Image-grounded pointing data
%%
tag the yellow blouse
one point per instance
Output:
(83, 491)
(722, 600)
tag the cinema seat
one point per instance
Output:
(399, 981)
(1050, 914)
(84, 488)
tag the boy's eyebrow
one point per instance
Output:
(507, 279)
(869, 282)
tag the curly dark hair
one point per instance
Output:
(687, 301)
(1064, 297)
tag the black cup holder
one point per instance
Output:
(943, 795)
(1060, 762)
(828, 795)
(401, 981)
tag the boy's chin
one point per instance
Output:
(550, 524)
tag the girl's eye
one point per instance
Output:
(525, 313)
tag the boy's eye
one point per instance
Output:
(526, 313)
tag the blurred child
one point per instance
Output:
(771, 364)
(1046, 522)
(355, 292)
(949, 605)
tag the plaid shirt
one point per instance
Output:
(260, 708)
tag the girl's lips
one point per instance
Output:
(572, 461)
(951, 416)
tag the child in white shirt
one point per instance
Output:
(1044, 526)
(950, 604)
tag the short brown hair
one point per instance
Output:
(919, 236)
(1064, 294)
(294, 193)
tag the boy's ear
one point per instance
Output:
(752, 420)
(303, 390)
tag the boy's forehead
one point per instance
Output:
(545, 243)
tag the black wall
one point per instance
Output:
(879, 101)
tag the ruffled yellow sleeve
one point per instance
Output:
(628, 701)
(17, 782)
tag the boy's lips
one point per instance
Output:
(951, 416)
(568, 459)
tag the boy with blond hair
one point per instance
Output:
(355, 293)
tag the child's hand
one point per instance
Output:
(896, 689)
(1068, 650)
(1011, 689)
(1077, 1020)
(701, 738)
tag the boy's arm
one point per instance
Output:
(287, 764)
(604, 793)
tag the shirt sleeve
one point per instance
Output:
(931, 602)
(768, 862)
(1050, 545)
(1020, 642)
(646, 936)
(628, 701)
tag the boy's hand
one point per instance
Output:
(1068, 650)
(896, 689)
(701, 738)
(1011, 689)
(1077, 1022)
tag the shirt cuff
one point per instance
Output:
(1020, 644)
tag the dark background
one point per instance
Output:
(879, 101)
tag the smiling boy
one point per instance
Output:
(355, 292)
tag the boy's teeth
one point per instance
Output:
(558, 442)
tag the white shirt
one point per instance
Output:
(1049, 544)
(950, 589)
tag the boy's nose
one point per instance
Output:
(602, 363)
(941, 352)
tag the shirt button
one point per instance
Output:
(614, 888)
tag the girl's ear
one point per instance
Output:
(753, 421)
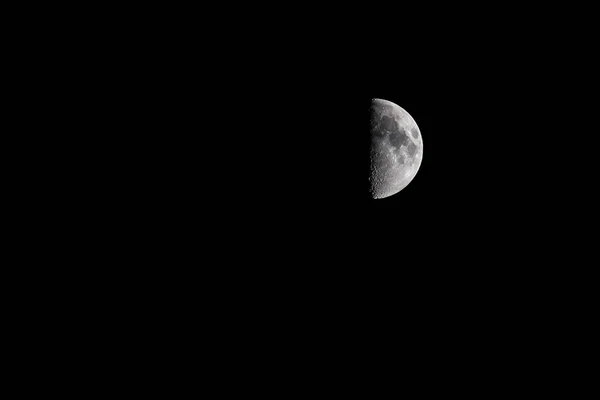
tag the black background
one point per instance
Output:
(264, 140)
(224, 181)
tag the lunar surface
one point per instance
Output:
(396, 148)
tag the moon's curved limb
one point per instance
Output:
(396, 148)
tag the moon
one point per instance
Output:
(396, 149)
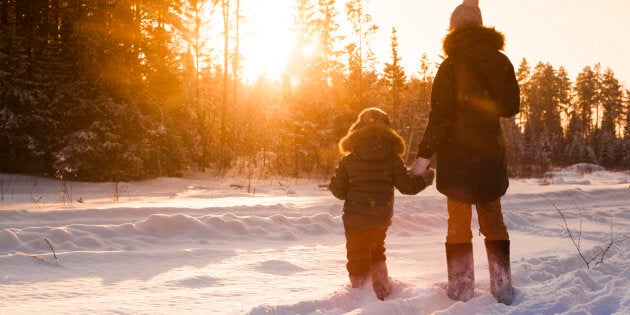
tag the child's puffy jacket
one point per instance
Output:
%%
◆ Task item
Select all lines with the word "girl" from the entries above.

◆ Result
tag the girl's eye
tag the girl's lips
tag the girl's ear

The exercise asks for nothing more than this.